Directions: The answer must be an exact reproduction of all the entries.

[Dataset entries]

****************************************

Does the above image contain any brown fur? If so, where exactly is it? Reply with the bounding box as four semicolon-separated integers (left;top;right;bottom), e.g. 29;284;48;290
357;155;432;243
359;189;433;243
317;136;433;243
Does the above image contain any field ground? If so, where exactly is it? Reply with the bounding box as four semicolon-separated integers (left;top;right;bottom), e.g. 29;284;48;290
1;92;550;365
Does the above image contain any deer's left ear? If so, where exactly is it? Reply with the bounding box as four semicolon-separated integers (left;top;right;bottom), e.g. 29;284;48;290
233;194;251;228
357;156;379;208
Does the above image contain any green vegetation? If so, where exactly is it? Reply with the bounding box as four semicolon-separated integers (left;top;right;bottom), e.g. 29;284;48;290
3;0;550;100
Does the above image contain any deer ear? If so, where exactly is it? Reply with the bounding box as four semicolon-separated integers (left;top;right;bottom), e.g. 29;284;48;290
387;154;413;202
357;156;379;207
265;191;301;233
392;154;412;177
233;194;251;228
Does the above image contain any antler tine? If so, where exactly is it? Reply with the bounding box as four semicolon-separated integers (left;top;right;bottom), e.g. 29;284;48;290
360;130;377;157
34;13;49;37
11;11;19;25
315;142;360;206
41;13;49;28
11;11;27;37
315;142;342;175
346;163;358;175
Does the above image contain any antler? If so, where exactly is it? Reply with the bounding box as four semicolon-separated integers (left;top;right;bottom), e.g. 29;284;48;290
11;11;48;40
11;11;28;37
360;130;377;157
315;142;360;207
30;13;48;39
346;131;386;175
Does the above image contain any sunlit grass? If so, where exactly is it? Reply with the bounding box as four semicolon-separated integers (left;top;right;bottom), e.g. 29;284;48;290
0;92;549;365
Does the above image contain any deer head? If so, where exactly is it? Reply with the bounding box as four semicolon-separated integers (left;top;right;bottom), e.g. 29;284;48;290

****************************************

Answer section:
Does the above image contain any brown fur? If so, where exactly is it? Reply with the bounding box as four semicolon-separated integers (left;top;right;bottom), e.g. 29;284;48;290
357;155;432;243
359;189;433;243
317;136;433;243
Does the above image contain any field ground? If so, where exactly is it? Reply with the bounding box as four semicolon-separated integers (left;top;right;bottom), e.g. 29;284;48;290
1;92;550;365
Does the above image contain any deer's left ear? If so, where exactly is it? Reply with the bounding box as four semicolon-separated integers (left;top;right;bottom), e.g. 29;284;48;290
233;194;251;228
357;156;379;208
Does the above image contain any green vegetation? If so, where exactly is it? Reply with the bounding box as four semicolon-separated integers (left;top;right;bottom), e.g. 29;284;48;290
3;0;550;100
Does the above image contain any deer ear? If so, where exactly is it? Reply with the bounding box as four semicolon-separated integers (left;top;right;bottom), e.g. 29;284;48;290
387;154;413;202
357;156;379;207
265;191;301;233
392;154;412;177
233;194;251;228
Does the above image contain any antler tine? If so, where exactly is it? Reply with the bounding box as four semicolon-separated integers (left;top;right;bottom), e.g. 29;284;48;290
360;130;377;157
34;13;49;37
11;11;19;25
315;142;360;206
41;13;49;28
11;11;27;37
315;142;342;175
346;163;358;175
Does the above image contain any antler? If so, where exactly is it? Reply with the bounding box as four semicolon-separated integers (left;top;right;bottom), e.g. 29;284;48;290
11;11;48;40
11;11;28;37
360;130;377;157
315;142;360;207
30;13;48;39
346;131;386;175
Does the above image contain any sunlit grass? If so, where exactly is it? Reply with the bounding box as four semicolon-separated integers (left;top;right;bottom), e.g. 29;284;48;290
0;92;549;365
Does the above image contain any deer head? If so, where exactly is it? Reply with the bounding box as four semicolon-separated integers (left;top;right;bottom), e.g. 29;284;48;290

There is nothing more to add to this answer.